#### Exercise requirements:
Would you extract the whole listing below and retype it exactly?

#### Entries from a pointing dataset:
* start *

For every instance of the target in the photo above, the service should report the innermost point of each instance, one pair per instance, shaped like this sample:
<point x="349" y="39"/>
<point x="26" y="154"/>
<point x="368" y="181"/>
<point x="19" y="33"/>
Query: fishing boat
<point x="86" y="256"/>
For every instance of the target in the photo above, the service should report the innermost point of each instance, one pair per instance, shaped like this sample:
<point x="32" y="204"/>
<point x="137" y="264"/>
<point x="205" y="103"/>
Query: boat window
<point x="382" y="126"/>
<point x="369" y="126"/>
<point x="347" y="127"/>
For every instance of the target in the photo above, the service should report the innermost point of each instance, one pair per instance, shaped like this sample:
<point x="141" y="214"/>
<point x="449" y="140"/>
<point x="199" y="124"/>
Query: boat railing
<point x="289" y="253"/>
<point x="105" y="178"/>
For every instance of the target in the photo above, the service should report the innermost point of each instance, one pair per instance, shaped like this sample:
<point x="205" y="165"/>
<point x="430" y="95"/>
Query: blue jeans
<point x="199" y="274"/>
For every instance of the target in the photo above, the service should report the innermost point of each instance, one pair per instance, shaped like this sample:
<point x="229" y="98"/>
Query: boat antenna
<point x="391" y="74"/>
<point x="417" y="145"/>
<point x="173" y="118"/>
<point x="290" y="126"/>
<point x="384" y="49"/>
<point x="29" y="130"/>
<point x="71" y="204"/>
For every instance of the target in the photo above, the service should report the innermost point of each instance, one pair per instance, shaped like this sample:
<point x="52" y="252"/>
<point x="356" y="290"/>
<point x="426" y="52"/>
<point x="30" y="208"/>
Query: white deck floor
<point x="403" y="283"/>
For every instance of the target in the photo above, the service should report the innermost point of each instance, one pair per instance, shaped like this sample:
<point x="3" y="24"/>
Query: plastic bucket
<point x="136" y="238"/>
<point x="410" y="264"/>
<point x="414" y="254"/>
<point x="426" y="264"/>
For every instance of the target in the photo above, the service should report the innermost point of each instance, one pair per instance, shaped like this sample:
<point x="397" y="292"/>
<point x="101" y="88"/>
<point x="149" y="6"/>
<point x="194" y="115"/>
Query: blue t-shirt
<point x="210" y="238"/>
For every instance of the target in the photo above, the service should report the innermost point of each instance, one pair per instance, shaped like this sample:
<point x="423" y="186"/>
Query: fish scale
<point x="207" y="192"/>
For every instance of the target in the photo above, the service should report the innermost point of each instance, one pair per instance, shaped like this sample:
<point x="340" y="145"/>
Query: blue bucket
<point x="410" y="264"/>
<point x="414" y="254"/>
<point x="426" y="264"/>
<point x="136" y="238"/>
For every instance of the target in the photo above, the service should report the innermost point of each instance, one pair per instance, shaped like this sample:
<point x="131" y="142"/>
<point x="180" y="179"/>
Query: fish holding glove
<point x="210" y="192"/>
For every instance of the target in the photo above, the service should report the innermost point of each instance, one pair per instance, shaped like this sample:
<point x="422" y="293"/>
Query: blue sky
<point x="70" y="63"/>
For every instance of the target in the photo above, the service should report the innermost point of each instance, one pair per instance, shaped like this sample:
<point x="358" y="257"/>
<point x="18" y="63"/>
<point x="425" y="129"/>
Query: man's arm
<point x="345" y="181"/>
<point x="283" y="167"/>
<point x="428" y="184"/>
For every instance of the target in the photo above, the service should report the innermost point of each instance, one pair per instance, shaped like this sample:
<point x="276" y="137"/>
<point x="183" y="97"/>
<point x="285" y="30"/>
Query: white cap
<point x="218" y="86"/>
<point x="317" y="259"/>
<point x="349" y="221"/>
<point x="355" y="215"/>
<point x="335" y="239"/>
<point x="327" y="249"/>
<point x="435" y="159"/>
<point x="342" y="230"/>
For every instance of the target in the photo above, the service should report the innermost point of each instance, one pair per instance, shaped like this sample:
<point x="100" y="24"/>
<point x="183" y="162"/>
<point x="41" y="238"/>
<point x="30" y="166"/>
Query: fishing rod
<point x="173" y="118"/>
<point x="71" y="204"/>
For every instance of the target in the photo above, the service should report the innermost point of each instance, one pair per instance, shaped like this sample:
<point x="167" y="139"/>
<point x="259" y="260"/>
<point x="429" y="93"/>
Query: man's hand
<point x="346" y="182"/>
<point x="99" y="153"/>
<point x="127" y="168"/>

* end *

#### Worked answer:
For every instance of the target in the photo above, the service should report the innermost point of each instance, one pair per instance, shaped like this sample:
<point x="349" y="39"/>
<point x="26" y="154"/>
<point x="368" y="181"/>
<point x="19" y="33"/>
Query: fishing boat
<point x="86" y="256"/>
For every instance of the target in the photo above, the service should report the innermost point of each instance, one pair per instance, shaped like this sample:
<point x="32" y="204"/>
<point x="137" y="264"/>
<point x="205" y="103"/>
Query: boat window
<point x="382" y="126"/>
<point x="369" y="126"/>
<point x="347" y="127"/>
For every instance of the target in the photo above, the service should report the innermost point of each instance, one pair per instance, shaped like this sample:
<point x="141" y="214"/>
<point x="449" y="140"/>
<point x="199" y="124"/>
Query: boat railing
<point x="289" y="253"/>
<point x="105" y="178"/>
For every instance of the target in the photo above, the service should report the innermost point of each instance, one pair per instance, shaped like this sample:
<point x="205" y="165"/>
<point x="430" y="95"/>
Query: blue jeans
<point x="199" y="274"/>
For every instance of the target in the photo above, the service should report the innermost point of each instance, one pair per instance, shaped like this sample:
<point x="229" y="98"/>
Query: boat antenna
<point x="391" y="74"/>
<point x="417" y="145"/>
<point x="173" y="118"/>
<point x="290" y="126"/>
<point x="384" y="49"/>
<point x="29" y="130"/>
<point x="71" y="204"/>
For every instance of the target in the photo above, the service should report the innermost point of each instance, one pair per instance, shaped like this sample:
<point x="52" y="252"/>
<point x="356" y="290"/>
<point x="426" y="52"/>
<point x="30" y="208"/>
Query: white deck floor
<point x="403" y="283"/>
For every instance of the target in the photo above, the service should report the innermost point of each instance, one pair per instance, shaped like this sample:
<point x="3" y="24"/>
Query: plastic bucket
<point x="136" y="238"/>
<point x="410" y="264"/>
<point x="414" y="254"/>
<point x="426" y="264"/>
For every instance of the target in the photo above, the service should report the innermost point of each instance, one pair per instance, shaped like this sample:
<point x="397" y="292"/>
<point x="101" y="88"/>
<point x="149" y="6"/>
<point x="194" y="115"/>
Query: blue t-shirt
<point x="210" y="238"/>
For every instance of the target in the photo above, the service should report the innermost point of each instance, one pair per instance, shaped like this sample:
<point x="423" y="186"/>
Query: fish scale
<point x="207" y="192"/>
For every instance of the target in the photo above, the service should report the innermost point of each instance, one pair per instance, shaped like this sample:
<point x="340" y="145"/>
Query: blue bucket
<point x="410" y="264"/>
<point x="414" y="254"/>
<point x="426" y="264"/>
<point x="136" y="238"/>
For every instance of the target in the photo above, the service should report the innermost point of each instance, one pair per instance, shaped like this sample:
<point x="131" y="142"/>
<point x="180" y="179"/>
Query: fish holding glove
<point x="210" y="192"/>
For every instance of the target in the photo above, the service should report the innermost point of each instance, one pair per instance, shaped like this sample:
<point x="422" y="293"/>
Query: blue sky
<point x="70" y="63"/>
For every instance of the target in the photo above, the service should report the innermost point of each instance, one pair per instance, shaped like this sample:
<point x="358" y="257"/>
<point x="18" y="63"/>
<point x="425" y="129"/>
Query: man's arm
<point x="345" y="181"/>
<point x="283" y="167"/>
<point x="428" y="184"/>
For every instance of the target in the photo above, the service should report the innermost point of each instance, one pair per instance, shaped like this sample:
<point x="276" y="137"/>
<point x="183" y="97"/>
<point x="285" y="30"/>
Query: white cap
<point x="218" y="86"/>
<point x="317" y="259"/>
<point x="349" y="221"/>
<point x="355" y="215"/>
<point x="335" y="239"/>
<point x="327" y="249"/>
<point x="435" y="159"/>
<point x="342" y="230"/>
For every instance of the target in the photo above, the service should report the innermost point of each instance, one pair per instance, shaped like this sample:
<point x="100" y="24"/>
<point x="183" y="162"/>
<point x="41" y="238"/>
<point x="30" y="166"/>
Query: fishing rod
<point x="173" y="118"/>
<point x="71" y="204"/>
For every instance of the target in the photo above, the service should report the innermost point of each instance, one pair per instance, shaped like this sample:
<point x="167" y="139"/>
<point x="259" y="260"/>
<point x="429" y="93"/>
Query: man's hand
<point x="346" y="182"/>
<point x="99" y="153"/>
<point x="127" y="168"/>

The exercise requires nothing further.